▶ _Tasks and exercises_
1. Rewrite the research staff profiles starting with "Meet Some of" and going on through "broader in scope.", substituting "Program Director" for "Senior Program Manager".
2. In the research staff profiles, what work did Harvey Pollack do at the start of his career?
3. Finish out the next part of the research staff profiles, picking up after their last sentence.

▶ _Provided passage_
Hand wearing a blue medical glove holds a DNA sample.
Work That Matters

Meet Some of our Research Staff Members

Juli Wu

Juli Wu, PhD

Juli works as the Senior Program Manager in the office of the CSO. She shares her hopes of bringing researchers together to solve broad scientific problems. She also discusses the origin of her half-French cat.

Officially, Juli is Senior Program Manager working with CSO, Pat Levitt, PhD. But what doesn’t come across from her title is the passion behind what she wants to do for research at CHLA. Juli transitioned from a research faculty member into administration because she felt she could make different contributions to research that were broader in scope.

“My main interest is in figuring out the best ways to put researchers together—basic, translational and clinical—so that we can solve more complex problems,” she says. “That’s my motivation.” Working with Dr. Levitt, she hopes to enhance the capacity of team science at CHLA.

Outside of work, Juli spends time with her husband and her cat, Bouloche (French for lint). “She just followed us into our backyard and that was it.” Apparently, the cat was small and fluffy, resembling a little lint ball. Juli’s husband is French and the name just fit.

Sharon Tang

Sharon Tang

Sharon is the Associate Director of CLIC Operations in the Clinical Research Support Office. She is also a skydiving, marathon-running, first generation Chinese-American with epic stories to tell.

If you have the pleasure of speaking with Sharon Tang, several things will happen: First she’ll make you cry-laugh as she discusses the quirks of growing up as a first-generation American. Then she’ll warm your heart, describing her office, which is filled to the brim with Hello Kitty toys for kids participating in clinical trials (adult visitors have begun contributing to the stock). Finally, you’ll feel humbled by the deep level of care she brings to her work.

Sharon’s favorite part of the job? Mentoring the newer CRSO staff. “I try to impart how important our role is, however small.” She says, “you may feel like a tiny cog in a machine, but when children all over the world are benefiting from medical advances, you’ll know that you helped move that forward.”

Harvey Pollack

Harvey Pollack, MD, MS

Dr. Pollack is the Scientific Director of the SAIC Imaging Core. He is proof that sometimes taking a non-traditional path can lead to novel scientific approaches.

Harvey Pollack’s path was no straight line. He started his career as a millwright, then earned degrees in both physics and medicine. This diverse background has afforded Dr. Pollack an ample knowledge base for not only building complex medical machinery, but also understanding the biomedical conditions the researchers are investigating. He brings this impressive level of expertise to his role in the SAIC.

▶ _Provided material_
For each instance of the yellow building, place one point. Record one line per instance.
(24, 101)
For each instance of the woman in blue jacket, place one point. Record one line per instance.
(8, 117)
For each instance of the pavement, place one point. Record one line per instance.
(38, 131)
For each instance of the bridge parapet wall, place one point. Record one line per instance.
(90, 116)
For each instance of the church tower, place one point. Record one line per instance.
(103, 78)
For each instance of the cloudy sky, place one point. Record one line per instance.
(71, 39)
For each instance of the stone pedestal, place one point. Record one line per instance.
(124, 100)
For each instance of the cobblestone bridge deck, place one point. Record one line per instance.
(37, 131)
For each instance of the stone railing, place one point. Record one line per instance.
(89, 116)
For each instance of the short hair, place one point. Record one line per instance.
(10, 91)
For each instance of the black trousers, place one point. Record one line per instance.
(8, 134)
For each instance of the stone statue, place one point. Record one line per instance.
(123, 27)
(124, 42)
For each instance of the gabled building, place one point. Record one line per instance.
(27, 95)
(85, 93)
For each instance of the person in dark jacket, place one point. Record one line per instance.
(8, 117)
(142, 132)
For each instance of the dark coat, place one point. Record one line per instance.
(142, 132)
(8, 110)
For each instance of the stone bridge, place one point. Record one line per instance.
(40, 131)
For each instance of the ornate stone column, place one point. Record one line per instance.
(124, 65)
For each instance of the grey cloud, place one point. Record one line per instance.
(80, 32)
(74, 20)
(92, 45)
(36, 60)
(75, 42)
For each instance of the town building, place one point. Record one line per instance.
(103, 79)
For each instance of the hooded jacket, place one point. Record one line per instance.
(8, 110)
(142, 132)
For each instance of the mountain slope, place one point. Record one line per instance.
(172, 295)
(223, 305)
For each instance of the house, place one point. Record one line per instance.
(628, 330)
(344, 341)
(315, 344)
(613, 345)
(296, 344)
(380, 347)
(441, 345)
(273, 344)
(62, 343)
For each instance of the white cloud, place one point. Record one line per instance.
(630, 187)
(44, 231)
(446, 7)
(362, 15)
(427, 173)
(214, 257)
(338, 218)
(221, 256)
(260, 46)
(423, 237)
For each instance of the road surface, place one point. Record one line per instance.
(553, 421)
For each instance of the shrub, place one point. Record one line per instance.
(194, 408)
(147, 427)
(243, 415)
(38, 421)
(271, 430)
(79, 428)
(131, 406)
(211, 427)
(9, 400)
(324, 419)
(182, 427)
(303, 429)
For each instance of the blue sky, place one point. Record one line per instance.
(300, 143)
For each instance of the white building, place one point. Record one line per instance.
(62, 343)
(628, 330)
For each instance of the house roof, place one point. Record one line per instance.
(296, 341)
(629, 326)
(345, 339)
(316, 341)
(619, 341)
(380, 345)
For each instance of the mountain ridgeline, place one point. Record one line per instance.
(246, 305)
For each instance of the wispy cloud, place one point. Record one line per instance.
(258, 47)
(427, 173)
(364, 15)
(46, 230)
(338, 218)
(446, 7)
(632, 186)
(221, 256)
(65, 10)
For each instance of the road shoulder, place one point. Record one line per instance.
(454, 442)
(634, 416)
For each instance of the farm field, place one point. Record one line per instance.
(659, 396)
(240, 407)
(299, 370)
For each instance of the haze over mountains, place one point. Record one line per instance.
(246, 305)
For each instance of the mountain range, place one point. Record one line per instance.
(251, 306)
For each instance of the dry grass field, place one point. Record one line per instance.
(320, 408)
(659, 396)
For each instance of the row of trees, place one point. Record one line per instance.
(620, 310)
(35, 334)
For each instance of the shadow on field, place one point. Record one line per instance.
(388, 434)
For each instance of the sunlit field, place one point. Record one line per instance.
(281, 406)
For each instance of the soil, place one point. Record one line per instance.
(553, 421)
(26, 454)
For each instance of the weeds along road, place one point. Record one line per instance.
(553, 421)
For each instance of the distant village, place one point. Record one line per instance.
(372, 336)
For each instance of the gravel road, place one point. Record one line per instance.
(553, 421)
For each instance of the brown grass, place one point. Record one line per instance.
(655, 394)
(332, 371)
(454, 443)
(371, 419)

▶ _Answer section_
1.
Meet Some of our Research Staff Members

Juli Wu

Juli Wu, PhD

Juli works as the Program Director in the office of the CSO. She shares her hopes of bringing researchers together to solve broad scientific problems. She also discusses the origin of her half-French cat.

Officially, Juli is Program Director working with CSO, Pat Levitt, PhD. But what doesn’t come across from her title is the passion behind what she wants to do for research at CHLA. Juli transitioned from a research faculty member into administration because she felt she could make different contributions to research that were broader in scope.

2. He started his career as a millwright.

3.
The SAIC approaches models of pediatric health and disease in a new way. “The idea is to take the same type of imaging used in human medicine and apply it to research models,” he says.

Just as physicians do in patients, the SAIC allows scientists to follow disease progression in a single preclinical model instead of comparing different models or experiments conducted at different times.

“Most kids are resilient and healthy. When they aren’t, it’s just devastating,” he says. “This is why we’re here. To best serve the research that’ll save lives.”

Sydney Brown

Sydney Brown

Sydney is a Clinical Research Coordinator assigned to clinical immunology and allergy research studies.

At any given time, Sydney might assist with several of the dozens of clinical studies in her division. There are currently more than 25! The study topics vary widely and include eczema, food allergies, primary immune deficiency disorders and much more.

Sydney’s smile is apparent in her voice. Even during a Webex meeting with the camera off, you can hear it as she talks about her favorite part of the job. 

“I get to meet so many adorable kids,” she says. “And I’m able to really serve these families.”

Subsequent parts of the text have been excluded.